>> Start

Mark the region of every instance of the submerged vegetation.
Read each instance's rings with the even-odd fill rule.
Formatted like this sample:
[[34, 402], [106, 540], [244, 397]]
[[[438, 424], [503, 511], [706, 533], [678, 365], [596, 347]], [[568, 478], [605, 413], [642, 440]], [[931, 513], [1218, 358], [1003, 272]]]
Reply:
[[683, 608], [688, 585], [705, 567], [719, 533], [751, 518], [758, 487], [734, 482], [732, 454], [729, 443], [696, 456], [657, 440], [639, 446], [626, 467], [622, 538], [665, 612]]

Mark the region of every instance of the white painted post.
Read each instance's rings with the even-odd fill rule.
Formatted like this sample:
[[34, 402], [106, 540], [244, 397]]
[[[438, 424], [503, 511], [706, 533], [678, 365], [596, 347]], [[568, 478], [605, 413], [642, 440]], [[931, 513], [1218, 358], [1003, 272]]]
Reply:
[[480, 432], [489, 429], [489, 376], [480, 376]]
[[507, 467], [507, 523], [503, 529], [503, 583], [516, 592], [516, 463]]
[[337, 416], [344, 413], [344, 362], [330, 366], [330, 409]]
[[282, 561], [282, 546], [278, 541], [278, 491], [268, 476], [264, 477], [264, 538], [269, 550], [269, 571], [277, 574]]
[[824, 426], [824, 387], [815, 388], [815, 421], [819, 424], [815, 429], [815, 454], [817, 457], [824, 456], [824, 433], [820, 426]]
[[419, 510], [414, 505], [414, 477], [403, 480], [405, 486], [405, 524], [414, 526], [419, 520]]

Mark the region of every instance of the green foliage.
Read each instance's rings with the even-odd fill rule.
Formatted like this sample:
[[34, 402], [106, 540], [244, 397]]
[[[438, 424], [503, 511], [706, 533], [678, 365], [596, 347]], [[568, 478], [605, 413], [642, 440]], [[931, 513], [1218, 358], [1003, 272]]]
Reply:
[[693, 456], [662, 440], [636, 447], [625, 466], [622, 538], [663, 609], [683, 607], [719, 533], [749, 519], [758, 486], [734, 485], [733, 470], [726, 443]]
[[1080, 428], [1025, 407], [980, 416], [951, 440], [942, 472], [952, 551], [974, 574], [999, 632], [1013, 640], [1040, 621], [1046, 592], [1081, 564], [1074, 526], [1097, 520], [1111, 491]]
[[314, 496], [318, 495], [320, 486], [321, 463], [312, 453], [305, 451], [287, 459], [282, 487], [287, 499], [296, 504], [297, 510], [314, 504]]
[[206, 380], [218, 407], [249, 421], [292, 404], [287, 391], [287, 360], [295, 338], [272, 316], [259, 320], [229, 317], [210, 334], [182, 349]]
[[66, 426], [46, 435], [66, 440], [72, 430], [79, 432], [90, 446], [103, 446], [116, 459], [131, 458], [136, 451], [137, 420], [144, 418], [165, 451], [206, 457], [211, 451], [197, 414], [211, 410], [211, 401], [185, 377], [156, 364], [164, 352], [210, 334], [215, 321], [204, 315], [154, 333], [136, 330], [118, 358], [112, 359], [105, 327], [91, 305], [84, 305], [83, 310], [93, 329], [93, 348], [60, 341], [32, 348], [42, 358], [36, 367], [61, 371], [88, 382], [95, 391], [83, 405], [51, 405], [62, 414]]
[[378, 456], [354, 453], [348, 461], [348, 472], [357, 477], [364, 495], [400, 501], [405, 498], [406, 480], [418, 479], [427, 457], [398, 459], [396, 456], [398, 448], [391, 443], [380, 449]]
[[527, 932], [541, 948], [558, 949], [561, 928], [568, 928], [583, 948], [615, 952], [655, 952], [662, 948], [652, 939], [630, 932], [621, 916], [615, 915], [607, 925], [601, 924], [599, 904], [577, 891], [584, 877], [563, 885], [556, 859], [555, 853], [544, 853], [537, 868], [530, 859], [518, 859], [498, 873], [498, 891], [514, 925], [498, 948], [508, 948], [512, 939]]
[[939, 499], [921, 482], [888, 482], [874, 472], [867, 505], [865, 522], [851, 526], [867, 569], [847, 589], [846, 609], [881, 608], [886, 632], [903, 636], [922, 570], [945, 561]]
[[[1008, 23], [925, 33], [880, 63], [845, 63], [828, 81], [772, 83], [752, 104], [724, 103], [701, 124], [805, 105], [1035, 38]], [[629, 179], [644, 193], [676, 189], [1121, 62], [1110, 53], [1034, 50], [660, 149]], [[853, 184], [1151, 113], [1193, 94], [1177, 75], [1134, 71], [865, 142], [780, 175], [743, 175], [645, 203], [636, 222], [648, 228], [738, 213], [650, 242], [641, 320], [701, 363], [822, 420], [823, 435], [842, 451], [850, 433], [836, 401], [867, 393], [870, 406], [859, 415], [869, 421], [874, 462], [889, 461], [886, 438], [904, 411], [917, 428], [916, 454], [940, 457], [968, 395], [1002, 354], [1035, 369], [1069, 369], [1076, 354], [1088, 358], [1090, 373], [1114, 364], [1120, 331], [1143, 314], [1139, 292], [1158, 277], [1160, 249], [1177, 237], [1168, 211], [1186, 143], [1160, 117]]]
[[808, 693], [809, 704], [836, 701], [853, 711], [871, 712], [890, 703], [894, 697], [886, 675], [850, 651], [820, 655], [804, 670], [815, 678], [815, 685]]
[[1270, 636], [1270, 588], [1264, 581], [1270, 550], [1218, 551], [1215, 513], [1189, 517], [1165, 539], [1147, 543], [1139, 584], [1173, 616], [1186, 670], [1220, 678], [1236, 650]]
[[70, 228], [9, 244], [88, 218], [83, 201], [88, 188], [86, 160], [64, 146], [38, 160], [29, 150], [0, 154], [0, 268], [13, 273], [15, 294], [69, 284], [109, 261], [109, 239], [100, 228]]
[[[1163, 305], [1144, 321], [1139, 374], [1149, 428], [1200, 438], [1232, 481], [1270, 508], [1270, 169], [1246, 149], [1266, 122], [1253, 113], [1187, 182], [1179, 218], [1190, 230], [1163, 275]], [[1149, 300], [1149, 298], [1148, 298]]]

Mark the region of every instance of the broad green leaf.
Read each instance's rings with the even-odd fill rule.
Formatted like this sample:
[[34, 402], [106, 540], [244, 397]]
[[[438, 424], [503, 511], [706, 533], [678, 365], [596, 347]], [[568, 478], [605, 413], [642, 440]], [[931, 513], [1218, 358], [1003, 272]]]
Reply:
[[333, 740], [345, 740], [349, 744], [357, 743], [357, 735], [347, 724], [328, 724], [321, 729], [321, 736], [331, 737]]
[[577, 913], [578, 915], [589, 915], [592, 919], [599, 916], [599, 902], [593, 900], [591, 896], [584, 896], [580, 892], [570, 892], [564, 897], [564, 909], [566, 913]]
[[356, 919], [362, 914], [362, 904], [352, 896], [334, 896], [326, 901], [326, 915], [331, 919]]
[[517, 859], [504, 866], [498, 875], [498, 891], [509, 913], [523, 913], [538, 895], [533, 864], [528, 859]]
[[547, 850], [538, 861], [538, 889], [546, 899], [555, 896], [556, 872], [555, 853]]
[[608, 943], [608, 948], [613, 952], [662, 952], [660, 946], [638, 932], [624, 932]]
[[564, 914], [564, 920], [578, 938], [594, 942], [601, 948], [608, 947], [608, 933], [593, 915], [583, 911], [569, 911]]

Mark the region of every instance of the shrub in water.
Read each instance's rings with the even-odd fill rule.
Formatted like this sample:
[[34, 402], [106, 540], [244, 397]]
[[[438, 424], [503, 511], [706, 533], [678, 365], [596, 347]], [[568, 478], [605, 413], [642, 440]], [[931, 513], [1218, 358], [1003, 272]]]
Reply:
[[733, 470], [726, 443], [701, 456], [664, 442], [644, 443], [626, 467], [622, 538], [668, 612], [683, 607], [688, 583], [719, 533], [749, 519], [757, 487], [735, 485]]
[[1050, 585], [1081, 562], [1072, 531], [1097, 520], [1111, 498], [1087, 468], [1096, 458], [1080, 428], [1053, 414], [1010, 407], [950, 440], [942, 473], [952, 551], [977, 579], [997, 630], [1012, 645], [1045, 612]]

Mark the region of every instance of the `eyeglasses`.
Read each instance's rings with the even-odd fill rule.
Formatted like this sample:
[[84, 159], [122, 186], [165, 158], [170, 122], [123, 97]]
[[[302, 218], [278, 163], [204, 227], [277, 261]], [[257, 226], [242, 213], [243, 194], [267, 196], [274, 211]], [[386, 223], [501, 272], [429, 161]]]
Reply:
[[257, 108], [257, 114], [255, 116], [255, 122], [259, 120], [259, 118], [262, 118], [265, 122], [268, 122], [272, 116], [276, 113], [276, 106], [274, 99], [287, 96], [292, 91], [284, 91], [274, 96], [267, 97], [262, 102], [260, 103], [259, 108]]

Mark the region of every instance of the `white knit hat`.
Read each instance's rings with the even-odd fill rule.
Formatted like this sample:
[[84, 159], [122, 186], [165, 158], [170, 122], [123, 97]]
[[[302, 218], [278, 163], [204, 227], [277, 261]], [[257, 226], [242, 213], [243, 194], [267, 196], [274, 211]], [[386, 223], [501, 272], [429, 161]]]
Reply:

>> End

▸ **INSTRUCTION**
Retype the stretch of the listing from the line containing "Mark the region of every instance of the green" through the line containing "443], [380, 449]]", keeping every line unchanged.

▸ **RESULT OF THIS EXERCISE**
Mark the region of every instance of the green foliage.
Read each instance's rings with the even-odd fill rule.
Formatted like this sample:
[[34, 402], [106, 540], [244, 397]]
[[[438, 424], [503, 511], [706, 533], [678, 365], [596, 347]], [[568, 478], [605, 413], [642, 440]], [[931, 513], [1218, 358], [1003, 272]]]
Reply:
[[693, 456], [662, 440], [636, 447], [625, 466], [622, 538], [663, 609], [683, 607], [719, 533], [749, 519], [758, 486], [734, 485], [733, 470], [726, 443]]
[[1080, 428], [1025, 407], [980, 416], [951, 440], [942, 472], [952, 551], [974, 574], [999, 632], [1013, 640], [1040, 621], [1046, 592], [1081, 564], [1074, 526], [1097, 520], [1111, 491]]
[[314, 496], [318, 495], [320, 486], [321, 463], [312, 453], [305, 451], [287, 459], [282, 487], [287, 499], [296, 504], [297, 510], [314, 504]]
[[206, 380], [218, 407], [249, 421], [292, 404], [287, 391], [287, 360], [295, 338], [272, 316], [259, 320], [229, 317], [210, 334], [182, 349]]
[[66, 426], [46, 435], [66, 440], [72, 430], [79, 432], [90, 446], [103, 446], [116, 459], [131, 458], [136, 451], [137, 420], [144, 418], [165, 451], [206, 457], [211, 451], [197, 414], [211, 410], [211, 401], [185, 377], [156, 364], [164, 352], [210, 334], [215, 321], [204, 315], [154, 333], [136, 330], [118, 358], [112, 359], [105, 327], [91, 305], [84, 305], [83, 310], [93, 329], [93, 348], [60, 341], [32, 348], [42, 358], [36, 367], [61, 371], [88, 382], [95, 391], [83, 405], [51, 405], [62, 414]]
[[378, 456], [354, 453], [348, 461], [348, 472], [357, 477], [364, 495], [400, 501], [405, 498], [406, 480], [418, 479], [427, 457], [398, 459], [396, 456], [398, 448], [391, 443], [380, 449]]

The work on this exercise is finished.